### [Aufgaben]
(1) Wo wurden laut dem Text über VR-Brillen die zwei neuen Modelle ausprobiert?
(2) Ändere im Text über VR-Brillen den Abschnitt von „Vorgestern habe ich“ bis „wäre nun hineingeklettert.“ so ab, dass „Bücherschrank“ durch „Kleiderschrank“ ersetzt ist.

### [Ausgewählter Textauszug]
•••

… und habe die virtuelle Welt von innen gesehen.
Meinen ersten Computer habe ich 1984 bekommen. Damals waren Spiele zweidimensional auf einer zweidimensionalen Ebene, dem Monitor. In den Neunzigern, mit Wolfenstein 3D, Doom, Quake und co, wurden die dargestellten Welten dreidimensional, aber sie fanden immer noch auf einer platten Ebene vor einem statt. 2010 habe ich mir eine 3D-Brille gekauft. So konnte ich einige Spiele tatsächlich stereoskopisch sehen, also so dreidimensional, wie das ein menschliches Auge halt kann. Aber noch immer fand das Spiel vor einem auf dem Monitor statt.
Vorgestern habe ich auf der IFA zwei der neuen VR-Brillen ausprobiert, die nächstes Jahr erscheinen sollen. Mit ihnen sieht man auch stereoskopisch. Vor allem aber kann man sich in der virtuellen Welt umschauen. Wenn ich mit meiner 3D-Vision-Brille vor dem Monitor sitze und nach links kucke, sehe ich eine (blaue) Wand. Und rechts einen Bücherschrank. Wenn ich mit einer modernen VR-Brille zur Seite kucke, sehe ich, was auch immer im virtuellen Raum neben mir ist. Man schaut nicht mehr auf eine zweidimensionale, schein-dreidimensionale oder vor einem liegende stereoskopische virtuelle Welt. Man ist in einer virtuellen Welt. Anders kann ich das Gefühl gar nicht beschreiben. Es ist, als hätte ich 30 Jahre vor dem Monitor gesessen und wäre nun hineingeklettert.
In der ersten Phase der Sony-Demo („Bedroom Robots“) sollte man sich erst einmal an das Gefühl gewöhnen, dass man sich im virtuellen Raum umschauen kann. Ausdrücklich wurde einem gesagt, dass man auch nach oben schauen sollte (von wo ein Saurier auf einen herabschaute). In der zweiten Phase, als man als Saurier Dinge plattmachen sollte („Monster Escape“), habe ich, wenn etwas nicht in Kopfhöhe, sondern tiefer lag, unbewusst die Hände verwenden wollen. Einfach, weil ich der Saurier war, und der etwas Zerstörbares vor den Händen, Pfoten, ach was weiß ich hatte. Das hat nicht funktioniert, das Sony-System achtet nicht auf die Hände, aber es zeigt, wie sehr ich mich unterbewusst mit meinem virtuellen Ich identifiziert habe.

•••

### [Datenauszug]
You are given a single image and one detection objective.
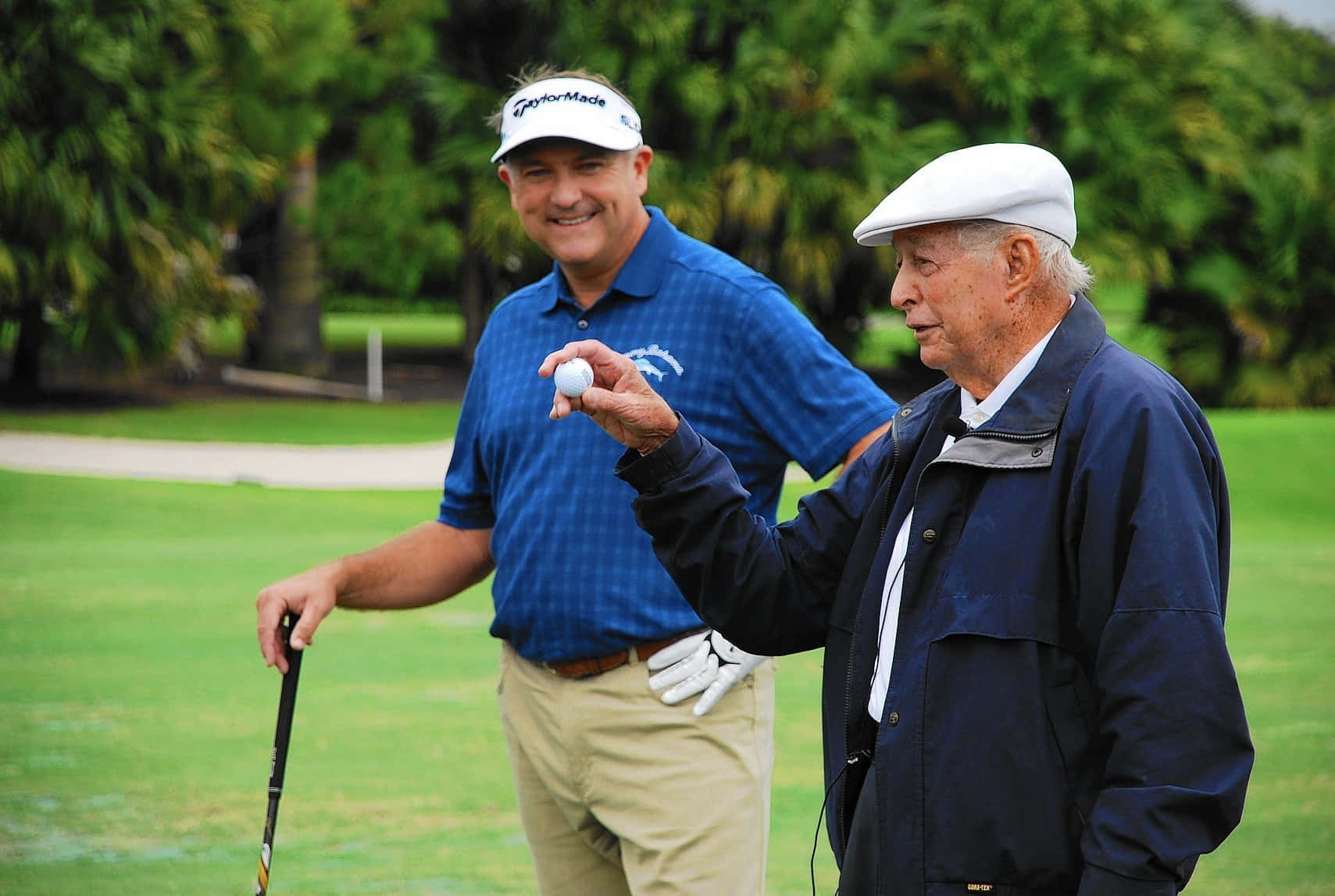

•••

### [Lösungen]
(1) Auf der IFA.

(2)
Vorgestern habe ich auf der IFA zwei der neuen VR-Brillen ausprobiert, die nächstes Jahr erscheinen sollen. Mit ihnen sieht man auch stereoskopisch. Vor allem aber kann man sich in der virtuellen Welt umschauen. Wenn ich mit meiner 3D-Vision-Brille vor dem Monitor sitze und nach links kucke, sehe ich eine (blaue) Wand. Und rechts einen Kleiderschrank. Wenn ich mit einer modernen VR-Brille zur Seite kucke, sehe ich, was auch immer im virtuellen Raum neben mir ist. Man schaut nicht mehr auf eine zweidimensionale, schein-dreidimensionale oder vor einem liegende stereoskopische virtuelle Welt. Man ist in einer virtuellen Welt. Anders kann ich das Gefühl gar nicht beschreiben. Es ist, als hätte ich 30 Jahre vor dem Monitor gesessen und wäre nun hineingeklettert.